Return each line of the items below that contains the word "between", copied in full.

***** DATA

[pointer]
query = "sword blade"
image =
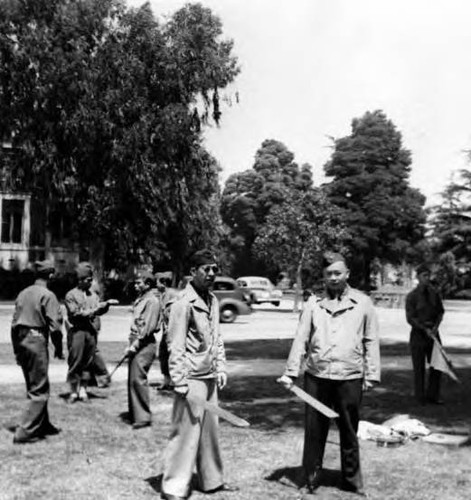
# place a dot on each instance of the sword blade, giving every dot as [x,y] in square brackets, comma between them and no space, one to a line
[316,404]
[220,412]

**********
***** DATA

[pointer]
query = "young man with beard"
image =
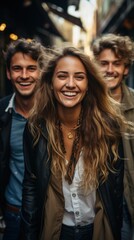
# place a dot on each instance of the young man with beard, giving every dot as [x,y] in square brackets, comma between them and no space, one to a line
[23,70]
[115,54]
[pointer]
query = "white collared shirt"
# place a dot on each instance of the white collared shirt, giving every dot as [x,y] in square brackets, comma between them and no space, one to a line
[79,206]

**********

__RESULT BELOW__
# place a dot on each instance of the sword blade, giving every dot as [x,y] in square brackets, comma between them and no space, one to a line
# place a dot on each instance of the young man with beard, giving every dot as [x,y] in square brackets, comma between them and no space, one to a line
# place a dot on each instance of the white collared shirt, giving every dot as [x,y] in square brackets, comma between them and no space, one to a line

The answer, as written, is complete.